### Pasaje suministrado
/---

Per me si va nella cittá dolente,
Per me si va nell’eterno dolore,
Per me si va tra la perduta gente.
Giustizia mosse il mió alto Fattore
Fecemi la divina Potestate,
La somma Sapienza e il primo Amore.
“Por mi se va a la ciudad doliente
Por mi se va al eterno dolor
Por mi se va a la perdida gente”
“La justicia movió a mi alto Hacedor:
Soy la obra de la divina potestad,
La suma sabiduría y el primer amor”

\---

### Información proporcionada

/---

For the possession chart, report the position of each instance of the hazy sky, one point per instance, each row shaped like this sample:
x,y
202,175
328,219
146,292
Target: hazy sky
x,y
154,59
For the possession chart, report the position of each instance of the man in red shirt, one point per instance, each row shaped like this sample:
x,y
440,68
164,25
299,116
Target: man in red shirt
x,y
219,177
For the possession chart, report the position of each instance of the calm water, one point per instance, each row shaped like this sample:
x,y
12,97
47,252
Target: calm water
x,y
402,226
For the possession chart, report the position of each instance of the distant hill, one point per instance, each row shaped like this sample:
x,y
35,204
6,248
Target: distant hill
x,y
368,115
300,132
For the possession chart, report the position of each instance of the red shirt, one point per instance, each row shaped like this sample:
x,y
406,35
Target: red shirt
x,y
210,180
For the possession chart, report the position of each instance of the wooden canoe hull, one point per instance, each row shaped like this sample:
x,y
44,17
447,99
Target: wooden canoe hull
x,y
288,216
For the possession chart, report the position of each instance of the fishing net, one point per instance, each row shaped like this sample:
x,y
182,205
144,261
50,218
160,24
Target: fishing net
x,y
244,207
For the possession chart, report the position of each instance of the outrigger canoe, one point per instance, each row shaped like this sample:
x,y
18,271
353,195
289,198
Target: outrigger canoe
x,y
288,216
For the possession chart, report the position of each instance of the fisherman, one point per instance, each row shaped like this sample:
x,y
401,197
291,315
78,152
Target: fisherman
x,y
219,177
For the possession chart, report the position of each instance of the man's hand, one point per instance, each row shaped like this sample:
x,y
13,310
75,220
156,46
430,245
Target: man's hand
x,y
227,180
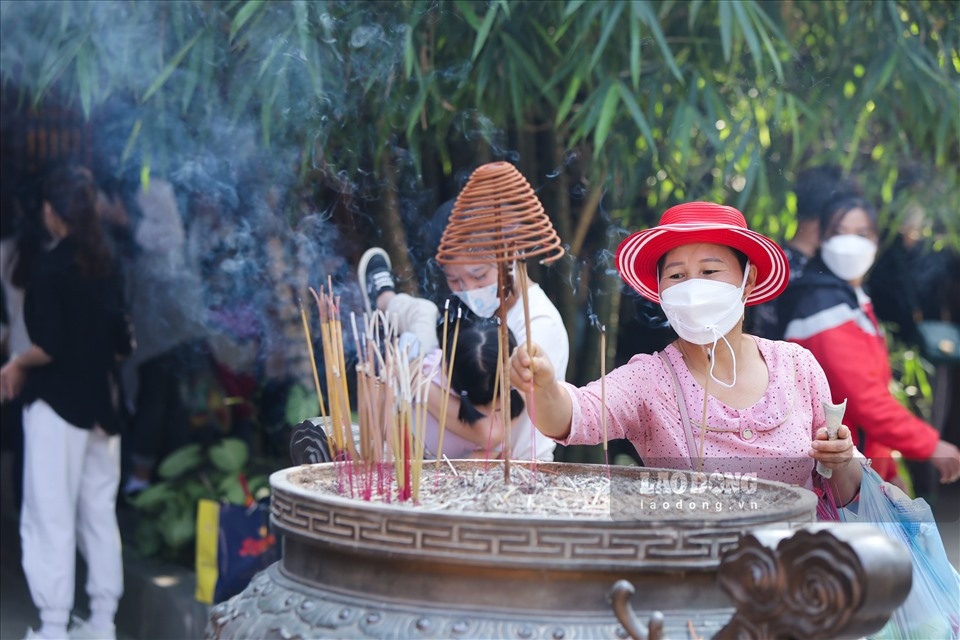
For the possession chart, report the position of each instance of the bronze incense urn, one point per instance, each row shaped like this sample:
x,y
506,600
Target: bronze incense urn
x,y
677,567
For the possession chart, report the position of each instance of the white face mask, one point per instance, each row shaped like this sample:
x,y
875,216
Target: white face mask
x,y
483,302
848,256
704,311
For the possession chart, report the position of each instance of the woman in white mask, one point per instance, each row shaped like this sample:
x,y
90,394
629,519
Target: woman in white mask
x,y
476,286
827,311
716,399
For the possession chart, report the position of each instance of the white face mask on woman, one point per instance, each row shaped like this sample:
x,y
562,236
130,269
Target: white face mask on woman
x,y
848,256
704,311
483,302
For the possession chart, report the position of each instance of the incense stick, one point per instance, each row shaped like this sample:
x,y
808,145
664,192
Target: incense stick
x,y
603,393
316,375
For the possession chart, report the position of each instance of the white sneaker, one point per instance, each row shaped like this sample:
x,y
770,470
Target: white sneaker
x,y
375,276
83,631
35,635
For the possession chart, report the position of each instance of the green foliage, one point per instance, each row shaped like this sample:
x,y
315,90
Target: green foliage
x,y
167,510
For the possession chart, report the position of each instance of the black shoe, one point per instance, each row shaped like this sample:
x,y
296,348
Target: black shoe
x,y
375,276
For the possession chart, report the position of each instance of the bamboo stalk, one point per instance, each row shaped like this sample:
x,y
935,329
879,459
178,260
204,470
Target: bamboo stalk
x,y
603,393
446,395
524,285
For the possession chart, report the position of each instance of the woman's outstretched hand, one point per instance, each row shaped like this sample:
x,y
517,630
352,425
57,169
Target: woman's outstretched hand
x,y
528,378
833,454
548,404
12,376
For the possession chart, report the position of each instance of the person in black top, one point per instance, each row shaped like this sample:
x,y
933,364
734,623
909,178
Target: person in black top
x,y
77,322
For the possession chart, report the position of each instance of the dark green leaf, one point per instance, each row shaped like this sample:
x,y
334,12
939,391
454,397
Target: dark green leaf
x,y
171,67
247,11
230,455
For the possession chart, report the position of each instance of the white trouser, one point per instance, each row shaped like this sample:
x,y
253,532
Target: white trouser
x,y
417,316
70,481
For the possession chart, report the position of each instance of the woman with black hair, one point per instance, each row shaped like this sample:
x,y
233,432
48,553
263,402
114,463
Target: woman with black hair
x,y
472,381
827,311
76,318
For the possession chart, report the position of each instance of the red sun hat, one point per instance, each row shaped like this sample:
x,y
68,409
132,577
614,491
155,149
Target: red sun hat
x,y
699,222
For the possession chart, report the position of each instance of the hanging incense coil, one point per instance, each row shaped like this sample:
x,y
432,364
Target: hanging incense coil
x,y
498,218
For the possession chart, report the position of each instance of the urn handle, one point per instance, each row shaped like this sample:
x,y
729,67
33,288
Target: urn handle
x,y
620,595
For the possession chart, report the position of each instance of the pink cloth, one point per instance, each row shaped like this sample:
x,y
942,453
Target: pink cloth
x,y
454,446
770,439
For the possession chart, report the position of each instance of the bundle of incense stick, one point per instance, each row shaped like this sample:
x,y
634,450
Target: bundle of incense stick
x,y
391,403
331,334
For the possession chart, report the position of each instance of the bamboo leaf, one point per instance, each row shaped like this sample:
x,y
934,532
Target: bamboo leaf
x,y
609,25
131,141
484,31
635,40
693,10
171,67
85,79
192,76
607,113
246,12
466,10
639,119
726,29
746,27
572,7
56,65
526,63
413,114
573,90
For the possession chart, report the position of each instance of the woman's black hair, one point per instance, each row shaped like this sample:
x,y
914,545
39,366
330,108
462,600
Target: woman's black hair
x,y
833,213
72,192
475,363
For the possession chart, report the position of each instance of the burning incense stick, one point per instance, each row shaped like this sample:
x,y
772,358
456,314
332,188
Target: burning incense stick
x,y
316,375
524,284
446,391
603,393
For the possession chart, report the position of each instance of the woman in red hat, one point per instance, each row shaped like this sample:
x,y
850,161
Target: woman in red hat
x,y
716,399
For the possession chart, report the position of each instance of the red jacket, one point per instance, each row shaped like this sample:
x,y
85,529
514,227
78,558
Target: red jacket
x,y
822,313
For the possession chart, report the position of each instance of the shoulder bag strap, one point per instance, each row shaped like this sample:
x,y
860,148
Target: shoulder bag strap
x,y
687,431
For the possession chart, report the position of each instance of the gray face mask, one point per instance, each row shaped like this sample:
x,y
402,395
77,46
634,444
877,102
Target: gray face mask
x,y
848,256
483,302
704,311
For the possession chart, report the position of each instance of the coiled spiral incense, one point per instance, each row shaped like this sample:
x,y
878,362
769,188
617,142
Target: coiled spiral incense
x,y
498,218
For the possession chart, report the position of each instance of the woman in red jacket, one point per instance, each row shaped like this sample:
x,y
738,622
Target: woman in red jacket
x,y
827,311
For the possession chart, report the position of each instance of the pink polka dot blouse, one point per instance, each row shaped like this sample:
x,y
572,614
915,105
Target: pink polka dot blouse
x,y
770,439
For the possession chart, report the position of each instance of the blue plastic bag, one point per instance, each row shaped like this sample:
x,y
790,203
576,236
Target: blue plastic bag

\---

### Orden de trabajo 1
Transcribe del pasaje el fragmento comprendido entre "Per me si va nella" y "il primo Amore.", ambos incluidos.
### Orden de trabajo 2
Según la versión en español del pasaje, ¿qué movió al alto Hacedor?
### Orden de trabajo 3
En la versión en español del pasaje, enumera todo lo que sigue a las palabras "Por mi se va" en cada verso donde aparecen.

### Tu solución 1
Per me si va nella cittá dolente,
Per me si va nell’eterno dolore,
Per me si va tra la perduta gente.
Giustizia mosse il mió alto Fattore
Fecemi la divina Potestate,
La somma Sapienza e il primo Amore.

### Tu solución 2
La justicia.

### Tu solución 3
a la ciudad doliente
al eterno dolor
a la perdida gente